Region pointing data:
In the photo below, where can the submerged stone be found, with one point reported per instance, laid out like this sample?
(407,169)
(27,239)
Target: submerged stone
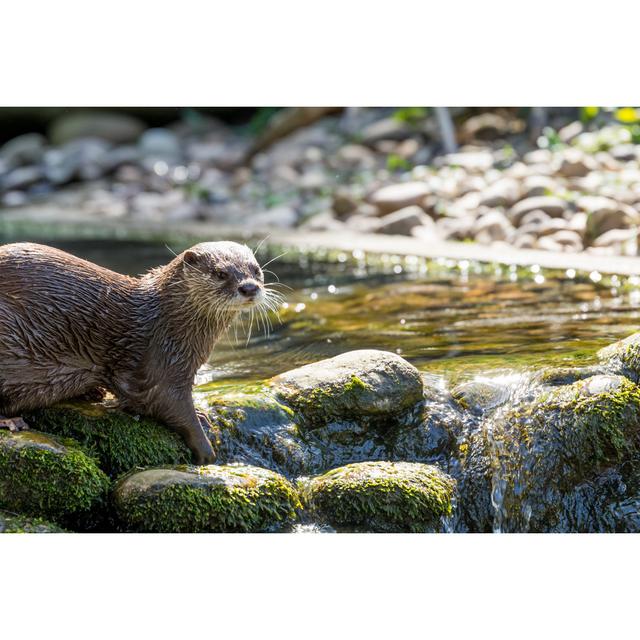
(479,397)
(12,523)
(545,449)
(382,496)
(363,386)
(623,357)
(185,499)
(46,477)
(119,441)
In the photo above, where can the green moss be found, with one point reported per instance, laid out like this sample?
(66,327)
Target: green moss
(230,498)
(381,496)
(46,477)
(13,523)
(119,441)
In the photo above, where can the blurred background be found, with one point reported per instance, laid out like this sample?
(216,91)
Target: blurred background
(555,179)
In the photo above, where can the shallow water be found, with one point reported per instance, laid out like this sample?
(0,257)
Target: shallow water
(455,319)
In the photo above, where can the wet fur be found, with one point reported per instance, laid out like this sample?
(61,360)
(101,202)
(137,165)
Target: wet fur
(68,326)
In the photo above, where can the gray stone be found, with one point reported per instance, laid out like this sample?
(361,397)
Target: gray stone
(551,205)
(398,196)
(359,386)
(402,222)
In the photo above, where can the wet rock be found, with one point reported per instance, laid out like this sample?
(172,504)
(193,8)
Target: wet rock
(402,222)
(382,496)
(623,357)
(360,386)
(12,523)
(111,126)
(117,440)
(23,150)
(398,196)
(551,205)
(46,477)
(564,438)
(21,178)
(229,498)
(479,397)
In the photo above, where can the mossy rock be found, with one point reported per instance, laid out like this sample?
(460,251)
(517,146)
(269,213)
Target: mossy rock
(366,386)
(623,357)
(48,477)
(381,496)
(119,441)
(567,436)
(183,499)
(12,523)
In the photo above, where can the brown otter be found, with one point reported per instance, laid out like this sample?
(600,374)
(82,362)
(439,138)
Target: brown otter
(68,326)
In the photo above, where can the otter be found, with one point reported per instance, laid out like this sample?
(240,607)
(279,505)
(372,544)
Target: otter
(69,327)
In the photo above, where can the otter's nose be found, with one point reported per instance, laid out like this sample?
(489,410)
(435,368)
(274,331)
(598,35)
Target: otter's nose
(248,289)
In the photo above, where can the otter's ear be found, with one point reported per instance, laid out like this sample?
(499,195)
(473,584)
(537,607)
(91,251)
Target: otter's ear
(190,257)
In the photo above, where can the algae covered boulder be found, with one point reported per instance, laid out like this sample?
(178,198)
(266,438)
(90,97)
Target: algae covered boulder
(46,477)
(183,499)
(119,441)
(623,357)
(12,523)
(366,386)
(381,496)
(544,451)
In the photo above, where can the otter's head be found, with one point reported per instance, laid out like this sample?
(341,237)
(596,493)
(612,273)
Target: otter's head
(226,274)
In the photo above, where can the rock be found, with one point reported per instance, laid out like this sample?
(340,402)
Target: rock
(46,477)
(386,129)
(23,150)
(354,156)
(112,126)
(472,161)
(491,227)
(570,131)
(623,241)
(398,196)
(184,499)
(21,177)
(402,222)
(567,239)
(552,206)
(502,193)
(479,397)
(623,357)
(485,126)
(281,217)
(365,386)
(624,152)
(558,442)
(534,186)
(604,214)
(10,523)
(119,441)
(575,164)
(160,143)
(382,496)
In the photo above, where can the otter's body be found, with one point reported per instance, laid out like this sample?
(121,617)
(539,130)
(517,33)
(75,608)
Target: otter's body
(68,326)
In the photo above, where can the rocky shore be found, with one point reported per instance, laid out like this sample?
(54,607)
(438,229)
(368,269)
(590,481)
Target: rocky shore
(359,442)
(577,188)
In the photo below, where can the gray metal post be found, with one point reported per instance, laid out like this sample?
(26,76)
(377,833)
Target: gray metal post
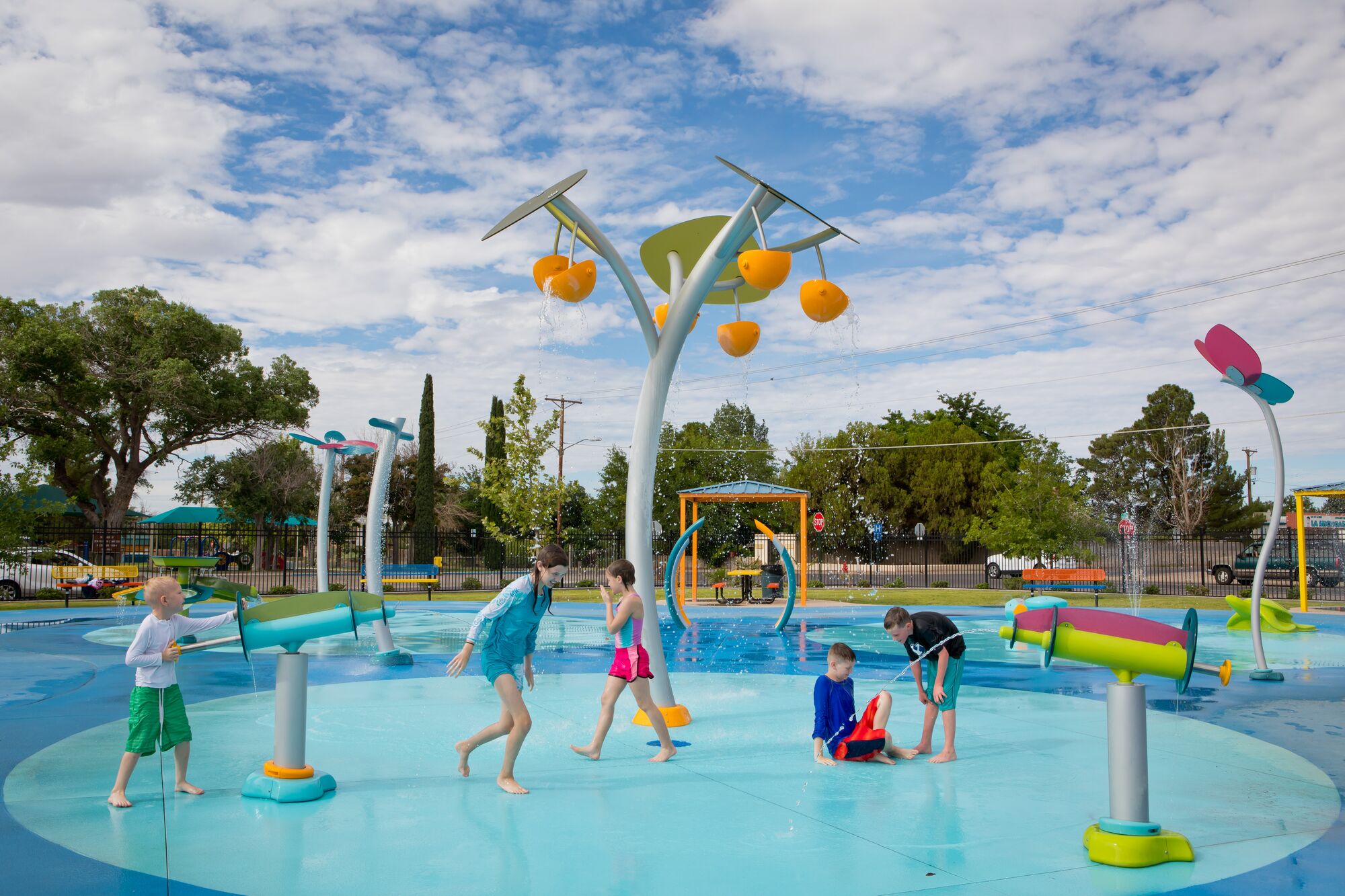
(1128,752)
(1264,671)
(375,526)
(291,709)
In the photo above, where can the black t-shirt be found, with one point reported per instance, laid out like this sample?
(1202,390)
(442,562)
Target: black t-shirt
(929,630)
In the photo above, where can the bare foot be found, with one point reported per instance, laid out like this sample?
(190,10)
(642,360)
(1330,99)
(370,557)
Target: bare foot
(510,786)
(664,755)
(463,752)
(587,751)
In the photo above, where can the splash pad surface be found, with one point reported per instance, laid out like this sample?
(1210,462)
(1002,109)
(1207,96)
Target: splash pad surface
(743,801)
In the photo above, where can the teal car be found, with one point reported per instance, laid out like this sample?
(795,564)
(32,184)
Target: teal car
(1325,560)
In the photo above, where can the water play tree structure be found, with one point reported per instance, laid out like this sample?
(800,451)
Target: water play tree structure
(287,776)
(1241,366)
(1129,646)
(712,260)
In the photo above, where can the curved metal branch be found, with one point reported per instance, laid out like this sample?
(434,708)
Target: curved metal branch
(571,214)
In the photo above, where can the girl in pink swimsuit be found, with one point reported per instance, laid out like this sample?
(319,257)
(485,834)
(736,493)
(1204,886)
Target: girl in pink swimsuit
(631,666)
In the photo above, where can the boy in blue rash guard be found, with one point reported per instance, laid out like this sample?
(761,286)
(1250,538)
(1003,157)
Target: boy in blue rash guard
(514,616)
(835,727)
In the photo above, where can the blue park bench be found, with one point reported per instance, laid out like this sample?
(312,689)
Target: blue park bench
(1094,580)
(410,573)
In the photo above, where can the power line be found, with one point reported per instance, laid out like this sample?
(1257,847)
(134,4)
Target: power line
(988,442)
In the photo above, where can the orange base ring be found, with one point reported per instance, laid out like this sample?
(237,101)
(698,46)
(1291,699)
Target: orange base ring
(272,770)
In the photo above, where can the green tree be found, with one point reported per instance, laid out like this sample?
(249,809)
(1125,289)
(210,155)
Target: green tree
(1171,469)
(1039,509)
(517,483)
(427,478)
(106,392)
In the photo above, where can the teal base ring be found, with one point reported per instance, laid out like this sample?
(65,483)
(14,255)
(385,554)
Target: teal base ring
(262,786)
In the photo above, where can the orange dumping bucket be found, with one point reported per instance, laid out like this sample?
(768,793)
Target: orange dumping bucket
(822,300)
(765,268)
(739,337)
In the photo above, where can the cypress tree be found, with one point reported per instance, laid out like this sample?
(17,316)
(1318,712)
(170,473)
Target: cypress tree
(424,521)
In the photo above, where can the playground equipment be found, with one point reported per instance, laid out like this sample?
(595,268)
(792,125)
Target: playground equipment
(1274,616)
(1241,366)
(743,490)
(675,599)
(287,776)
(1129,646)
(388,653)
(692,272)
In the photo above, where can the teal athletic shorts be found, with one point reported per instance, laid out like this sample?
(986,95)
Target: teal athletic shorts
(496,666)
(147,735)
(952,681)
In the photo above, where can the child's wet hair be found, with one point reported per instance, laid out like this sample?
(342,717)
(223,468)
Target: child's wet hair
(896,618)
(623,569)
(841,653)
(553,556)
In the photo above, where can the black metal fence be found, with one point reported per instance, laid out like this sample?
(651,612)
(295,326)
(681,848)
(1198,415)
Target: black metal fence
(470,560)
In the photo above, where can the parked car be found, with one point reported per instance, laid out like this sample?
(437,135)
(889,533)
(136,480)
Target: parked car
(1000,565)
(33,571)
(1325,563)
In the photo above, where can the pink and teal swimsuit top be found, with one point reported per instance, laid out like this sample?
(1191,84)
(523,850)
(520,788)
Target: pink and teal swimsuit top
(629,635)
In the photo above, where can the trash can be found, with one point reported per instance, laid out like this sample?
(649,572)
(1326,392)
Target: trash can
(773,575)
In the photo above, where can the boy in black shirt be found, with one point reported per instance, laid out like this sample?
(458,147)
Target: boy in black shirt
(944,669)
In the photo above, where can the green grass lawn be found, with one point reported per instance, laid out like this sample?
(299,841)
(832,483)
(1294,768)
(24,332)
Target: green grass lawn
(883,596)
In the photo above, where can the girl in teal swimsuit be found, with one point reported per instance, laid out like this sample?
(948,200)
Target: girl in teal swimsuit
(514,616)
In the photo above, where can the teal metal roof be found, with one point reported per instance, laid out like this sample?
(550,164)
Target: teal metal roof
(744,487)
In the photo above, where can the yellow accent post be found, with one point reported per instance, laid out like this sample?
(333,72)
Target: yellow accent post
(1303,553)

EXERCISE PROMPT:
The lines wanted are those from the one with "Target: pink and teal swimsuit top" through the last line of the records, repeated exactly and with both ends included.

YOUR SOLUTION:
Target: pink and teal swimsuit top
(629,635)
In the photo above, where can the trash can be found, with one point reported per instance, laid out like this sample?
(649,572)
(1326,392)
Target: trash can
(773,575)
In the photo above, where can the boy in black shirt be found, with one point reported per instance, laid out like this sample?
(458,147)
Target: boy in black shirt
(944,669)
In the photo above, where can the green grass lawn be found, with one point reported per instance, laid out like this sample?
(299,841)
(832,483)
(1294,768)
(24,332)
Target: green grass lawn
(883,596)
In the photo above, where can the girl in teal swimsuit be found, with one point reported per instance, laid out like this sample?
(948,200)
Target: girl in teal swimsuit
(514,616)
In the photo above, where can the teal metal roof be found, with one point reported per instance, laid out like this sample?
(550,164)
Target: teal metal roof
(744,487)
In the photo above, where can the yellow accent post be found, with one point reported per instance, laid out like this sample?
(333,72)
Target: yellow accent post
(1303,553)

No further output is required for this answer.